◆ **WHAT THE TASK ASKS**: Go through the listing beneath this task and return every line that carries the string "instance".

(RECORDS FOR THE EXERCISE begins)

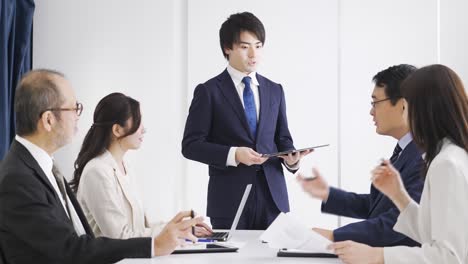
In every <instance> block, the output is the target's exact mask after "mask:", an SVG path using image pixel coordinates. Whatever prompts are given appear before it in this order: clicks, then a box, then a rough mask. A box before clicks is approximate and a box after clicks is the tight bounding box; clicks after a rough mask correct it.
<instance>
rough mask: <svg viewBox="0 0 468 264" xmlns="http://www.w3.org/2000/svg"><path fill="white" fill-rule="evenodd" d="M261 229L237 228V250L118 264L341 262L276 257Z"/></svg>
mask: <svg viewBox="0 0 468 264" xmlns="http://www.w3.org/2000/svg"><path fill="white" fill-rule="evenodd" d="M262 233H263V231H247V230H237V231H236V233H235V234H234V235H233V237H232V238H231V240H230V243H245V244H244V245H243V247H241V248H239V250H238V251H237V252H225V253H196V254H178V255H169V256H164V257H155V258H151V259H124V260H122V261H120V262H118V264H153V263H154V264H156V263H158V264H159V263H160V264H184V263H191V264H198V263H200V264H221V263H222V264H224V263H241V264H254V263H309V264H310V263H316V264H329V263H342V262H341V261H340V260H339V259H327V258H290V257H277V256H276V253H277V252H278V250H277V249H272V248H269V247H268V244H265V243H262V242H261V241H260V240H259V239H258V238H259V237H260V235H261V234H262Z"/></svg>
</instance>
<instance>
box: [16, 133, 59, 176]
mask: <svg viewBox="0 0 468 264" xmlns="http://www.w3.org/2000/svg"><path fill="white" fill-rule="evenodd" d="M15 139H16V141H18V142H19V143H21V145H23V146H24V147H25V148H26V149H27V150H28V151H29V153H31V155H32V156H33V158H34V159H35V160H36V161H37V163H38V164H39V166H40V167H41V169H42V170H43V171H44V172H45V173H46V174H47V173H49V172H52V166H53V164H54V161H53V158H52V157H51V156H49V154H48V153H47V152H46V151H45V150H43V149H42V148H40V147H38V146H37V145H35V144H34V143H32V142H31V141H29V140H27V139H25V138H23V137H20V136H18V135H16V137H15Z"/></svg>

(RECORDS FOR THE EXERCISE ends)

◆ **EXERCISE OUTPUT**:
In every <instance> block, the output is the target's exact mask after "mask:", an SVG path using image pixel coordinates. Whatever prompts are given appear before it in this order: clicks, then a box, then a rough mask. A box before clicks is approximate and a box after clicks is the tight bounding box; clicks after a rough mask correct it.
<instance>
</instance>
<instance>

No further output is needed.